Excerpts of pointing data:
········

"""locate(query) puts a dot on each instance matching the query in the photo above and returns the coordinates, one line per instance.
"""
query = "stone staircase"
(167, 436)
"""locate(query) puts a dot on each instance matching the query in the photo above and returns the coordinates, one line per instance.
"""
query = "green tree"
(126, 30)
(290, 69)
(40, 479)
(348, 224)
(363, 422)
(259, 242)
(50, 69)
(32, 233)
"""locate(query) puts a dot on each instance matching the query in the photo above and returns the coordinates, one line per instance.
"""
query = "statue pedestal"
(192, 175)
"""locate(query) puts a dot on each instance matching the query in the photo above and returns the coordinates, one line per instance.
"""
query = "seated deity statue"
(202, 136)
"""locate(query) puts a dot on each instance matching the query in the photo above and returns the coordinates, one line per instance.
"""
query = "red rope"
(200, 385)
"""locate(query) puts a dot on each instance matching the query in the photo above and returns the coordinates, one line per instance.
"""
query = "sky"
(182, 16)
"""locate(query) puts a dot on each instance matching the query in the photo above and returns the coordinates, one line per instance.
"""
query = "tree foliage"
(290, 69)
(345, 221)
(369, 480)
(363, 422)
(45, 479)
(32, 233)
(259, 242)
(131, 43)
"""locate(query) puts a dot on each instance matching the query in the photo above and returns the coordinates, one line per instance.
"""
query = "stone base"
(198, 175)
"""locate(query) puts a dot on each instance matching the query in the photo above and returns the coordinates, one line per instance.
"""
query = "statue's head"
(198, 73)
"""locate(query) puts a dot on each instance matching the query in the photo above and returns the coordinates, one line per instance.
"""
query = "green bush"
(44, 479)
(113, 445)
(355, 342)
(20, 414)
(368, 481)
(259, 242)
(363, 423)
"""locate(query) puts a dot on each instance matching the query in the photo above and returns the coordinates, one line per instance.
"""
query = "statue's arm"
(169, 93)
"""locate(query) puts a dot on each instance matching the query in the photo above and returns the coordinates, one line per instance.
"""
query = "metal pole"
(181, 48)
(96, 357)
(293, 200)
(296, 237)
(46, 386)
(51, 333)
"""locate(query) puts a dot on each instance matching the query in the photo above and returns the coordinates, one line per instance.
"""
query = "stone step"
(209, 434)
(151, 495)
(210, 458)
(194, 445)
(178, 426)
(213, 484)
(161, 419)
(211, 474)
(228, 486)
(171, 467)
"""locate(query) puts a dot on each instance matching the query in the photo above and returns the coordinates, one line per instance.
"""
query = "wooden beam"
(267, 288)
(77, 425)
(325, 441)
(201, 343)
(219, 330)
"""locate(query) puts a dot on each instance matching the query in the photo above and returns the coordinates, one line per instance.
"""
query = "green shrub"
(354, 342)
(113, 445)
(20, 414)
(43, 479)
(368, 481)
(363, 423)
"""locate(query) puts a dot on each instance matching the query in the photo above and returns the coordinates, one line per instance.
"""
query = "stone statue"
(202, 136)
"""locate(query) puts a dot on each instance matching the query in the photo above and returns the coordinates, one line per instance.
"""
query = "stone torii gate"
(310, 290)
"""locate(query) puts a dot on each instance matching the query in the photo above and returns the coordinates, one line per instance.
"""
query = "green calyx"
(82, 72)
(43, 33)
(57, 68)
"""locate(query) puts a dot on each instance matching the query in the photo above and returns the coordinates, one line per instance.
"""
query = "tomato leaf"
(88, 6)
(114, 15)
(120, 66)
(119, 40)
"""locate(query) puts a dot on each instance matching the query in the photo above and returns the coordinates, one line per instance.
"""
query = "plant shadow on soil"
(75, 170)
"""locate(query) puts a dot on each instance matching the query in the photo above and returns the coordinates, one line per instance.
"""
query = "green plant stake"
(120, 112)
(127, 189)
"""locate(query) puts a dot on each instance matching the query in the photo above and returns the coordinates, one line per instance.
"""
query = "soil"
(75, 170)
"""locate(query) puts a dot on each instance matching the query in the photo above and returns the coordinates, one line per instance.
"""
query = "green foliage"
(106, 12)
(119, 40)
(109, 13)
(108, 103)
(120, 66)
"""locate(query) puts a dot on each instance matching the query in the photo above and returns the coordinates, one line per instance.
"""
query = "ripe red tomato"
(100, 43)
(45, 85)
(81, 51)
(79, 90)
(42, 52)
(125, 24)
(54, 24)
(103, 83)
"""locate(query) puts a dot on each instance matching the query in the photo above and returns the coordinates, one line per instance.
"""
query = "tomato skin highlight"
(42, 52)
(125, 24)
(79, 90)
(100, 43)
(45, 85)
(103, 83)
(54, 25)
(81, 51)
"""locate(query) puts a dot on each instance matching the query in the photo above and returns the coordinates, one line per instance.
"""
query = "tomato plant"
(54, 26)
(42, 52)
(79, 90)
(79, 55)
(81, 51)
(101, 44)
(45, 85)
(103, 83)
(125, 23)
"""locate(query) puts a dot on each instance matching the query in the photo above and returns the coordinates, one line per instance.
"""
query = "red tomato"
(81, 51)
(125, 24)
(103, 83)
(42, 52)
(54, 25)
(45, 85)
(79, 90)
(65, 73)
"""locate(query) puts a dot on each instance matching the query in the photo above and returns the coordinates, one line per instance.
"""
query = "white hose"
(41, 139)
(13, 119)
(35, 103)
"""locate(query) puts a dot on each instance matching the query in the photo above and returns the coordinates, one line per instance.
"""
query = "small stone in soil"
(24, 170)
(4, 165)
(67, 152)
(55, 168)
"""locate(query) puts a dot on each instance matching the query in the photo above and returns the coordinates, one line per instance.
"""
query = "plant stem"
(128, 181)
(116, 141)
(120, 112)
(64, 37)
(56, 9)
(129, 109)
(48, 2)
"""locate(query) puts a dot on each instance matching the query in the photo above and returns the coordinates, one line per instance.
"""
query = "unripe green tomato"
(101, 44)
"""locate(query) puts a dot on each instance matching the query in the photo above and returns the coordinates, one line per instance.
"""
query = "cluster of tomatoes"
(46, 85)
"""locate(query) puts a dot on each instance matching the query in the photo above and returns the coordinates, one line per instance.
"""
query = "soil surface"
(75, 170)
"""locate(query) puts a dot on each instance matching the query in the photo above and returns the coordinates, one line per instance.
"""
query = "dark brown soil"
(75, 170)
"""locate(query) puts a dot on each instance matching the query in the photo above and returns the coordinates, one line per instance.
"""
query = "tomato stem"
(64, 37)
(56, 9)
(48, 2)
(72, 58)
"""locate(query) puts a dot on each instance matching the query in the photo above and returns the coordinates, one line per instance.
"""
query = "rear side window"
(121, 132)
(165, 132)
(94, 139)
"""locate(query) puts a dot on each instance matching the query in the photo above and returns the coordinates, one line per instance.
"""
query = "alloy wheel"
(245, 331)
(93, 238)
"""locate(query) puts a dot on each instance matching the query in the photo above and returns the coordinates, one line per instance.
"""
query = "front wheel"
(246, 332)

········

Exercise brief:
In full and verbatim, repeat the records given above.

Reply:
"""locate(query) puts a dot on each instance matching the query in the photo above and returns the coordinates, one line per instance.
"""
query = "stone staircase"
(167, 436)
"""locate(query) puts a dot on each instance matching the query in the photo above and returns the coordinates, one line per instance.
"""
query = "green tree"
(126, 30)
(290, 69)
(40, 479)
(348, 224)
(363, 422)
(259, 242)
(50, 69)
(32, 233)
"""locate(query) puts a dot on each instance matching the query in the photo above and returns the coordinates, one line per instance.
"""
query = "statue pedestal"
(192, 175)
"""locate(query) puts a dot on each instance matching the query in the photo above and returns the coordinates, one line per instance.
"""
query = "seated deity statue"
(202, 136)
"""locate(query) puts a dot on each instance matching the query in the photo above and returns the coordinates, one line per instance.
"""
query = "red rope"
(200, 385)
"""locate(query) puts a dot on each instance matching the query in the photo above and returns the coordinates, one line per instance.
"""
query = "sky"
(182, 16)
"""locate(query) puts a dot on each instance matching the query in the photo above and returns the coordinates, one line per instance.
"""
query = "tree foliage"
(290, 69)
(345, 221)
(369, 480)
(363, 422)
(45, 479)
(32, 233)
(259, 242)
(131, 43)
"""locate(query) puts a dot on each instance matching the query in the photo above and returns the coordinates, one line per instance.
"""
query = "stone base"
(198, 175)
"""locate(query) puts a dot on each instance matching the query in the photo above and returns the coordinates, one line per instance.
"""
query = "statue's head"
(198, 73)
"""locate(query) puts a dot on each instance matching the query in the photo above and returns the coordinates, one line per instance.
"""
query = "green bush"
(44, 479)
(113, 445)
(355, 342)
(20, 414)
(368, 481)
(259, 242)
(363, 423)
"""locate(query) puts a dot on each instance matching the query in the photo above and returns the coordinates, one line per instance.
"""
query = "statue's arm"
(169, 93)
"""locate(query) puts a dot on each instance matching the query in the photo above and returns the coordinates, one line per instance.
"""
query = "metal pole"
(181, 48)
(96, 357)
(293, 200)
(296, 237)
(46, 386)
(51, 333)
"""locate(query) puts a dot on each instance matching the query in the photo above and returns the coordinates, one line per instance.
"""
query = "stone step"
(209, 434)
(151, 495)
(210, 458)
(194, 445)
(178, 426)
(213, 484)
(161, 419)
(211, 474)
(228, 486)
(171, 467)
"""locate(query) puts a dot on each instance matching the query in the photo above and returns the coordinates, one line per instance.
"""
query = "wooden beam"
(267, 288)
(77, 425)
(325, 441)
(201, 343)
(219, 330)
"""locate(query) puts a dot on each instance matching the query in the photo above and returns the coordinates, one line per instance.
"""
query = "green shrub"
(354, 342)
(113, 445)
(20, 414)
(43, 479)
(368, 481)
(363, 423)
"""locate(query) puts a dot on each instance matching the query in the photo above and returns the coordinates, one line per instance.
"""
query = "stone statue"
(202, 136)
"""locate(query) puts a dot on each instance matching the query in the photo above and returns the coordinates, one line per instance.
"""
query = "stone torii gate"
(310, 290)
"""locate(query) puts a dot on each instance matching the query in the photo above and returns the coordinates, one line per instance.
"""
query = "green calyx"
(82, 72)
(43, 33)
(57, 68)
"""locate(query) puts a dot on each instance matching the query in the photo above and returns the coordinates, one line per instance.
"""
query = "tomato leaf"
(88, 6)
(114, 15)
(120, 66)
(119, 40)
"""locate(query) puts a dot on each instance matching the query in the photo above and returns the coordinates, one line per instance.
"""
query = "plant shadow on soil"
(75, 170)
"""locate(query) puts a dot on each instance matching the query in the photo above and returns the coordinates, one line per instance.
"""
query = "green plant stake"
(120, 112)
(127, 189)
"""locate(query) puts a dot on each instance matching the query in the photo above and returns the coordinates, one line per instance.
"""
query = "soil"
(75, 170)
"""locate(query) puts a dot on each instance matching the query in the photo above and returns the coordinates, one line per instance.
"""
query = "green foliage"
(106, 12)
(119, 40)
(109, 13)
(108, 103)
(120, 66)
"""locate(query) puts a dot on each instance matching the query in the photo above and returns the coordinates, one line per instance.
"""
query = "ripe red tomato"
(100, 43)
(45, 85)
(81, 51)
(79, 90)
(42, 52)
(125, 24)
(54, 24)
(103, 83)
"""locate(query) puts a dot on each instance matching the query in the photo above and returns the coordinates, one line per instance.
"""
query = "tomato skin highlight"
(42, 52)
(125, 24)
(79, 90)
(100, 43)
(45, 85)
(103, 83)
(54, 25)
(81, 51)
"""locate(query) puts a dot on each instance matching the query in the photo above and returns the coordinates, one line per instance.
"""
query = "tomato plant"
(54, 26)
(42, 52)
(79, 90)
(79, 55)
(81, 51)
(101, 44)
(45, 85)
(103, 83)
(125, 23)
"""locate(query) puts a dot on each instance matching the query in the photo above and returns the coordinates, one line per instance.
"""
query = "red tomato"
(81, 51)
(125, 24)
(103, 83)
(42, 52)
(54, 25)
(45, 85)
(79, 90)
(65, 73)
"""locate(query) puts a dot on each instance matching the query in the photo above and returns the coordinates, one line per instance.
"""
query = "white hose"
(41, 139)
(13, 119)
(35, 103)
"""locate(query) puts a dot on each instance matching the query in the photo above and returns the coordinates, one line per instance.
"""
query = "small stone in soil"
(24, 170)
(4, 165)
(67, 152)
(55, 168)
"""locate(query) puts a dot on each instance matching the query in the photo above and returns the coordinates, one line per instance.
"""
query = "plant stem"
(128, 181)
(116, 141)
(120, 112)
(64, 37)
(56, 9)
(129, 109)
(48, 2)
"""locate(query) puts a dot on each instance matching the query in the photo above and returns the coordinates, one line per instance.
"""
query = "unripe green tomato"
(101, 44)
"""locate(query) puts a dot on each instance matching the query in the photo above and returns the coordinates, one line per instance.
"""
query = "cluster of tomatoes"
(46, 85)
"""locate(query) puts a dot on each instance matching the query in the photo above and returns the coordinates, one line per instance.
"""
query = "soil surface"
(75, 170)
"""locate(query) puts a dot on each instance matching the query in the photo above and returns the coordinates, one line per instance.
"""
query = "dark brown soil"
(75, 170)
"""locate(query) puts a dot on each instance matching the query in the photo above and returns the coordinates, one line per instance.
"""
query = "tomato stem"
(64, 37)
(56, 9)
(48, 2)
(72, 58)
"""locate(query) puts a dot on each instance matching the query in the photo above and returns the coordinates, one line per instance.
"""
query = "rear side window"
(121, 132)
(165, 132)
(94, 139)
"""locate(query) puts a dot on each instance matching the query in the photo above and returns the coordinates, one line per instance.
"""
query = "alloy wheel"
(245, 331)
(93, 238)
"""locate(query) puts a dot on each instance matching the query in the photo above and returns the coordinates, one line per instance.
"""
query = "front wheel"
(246, 332)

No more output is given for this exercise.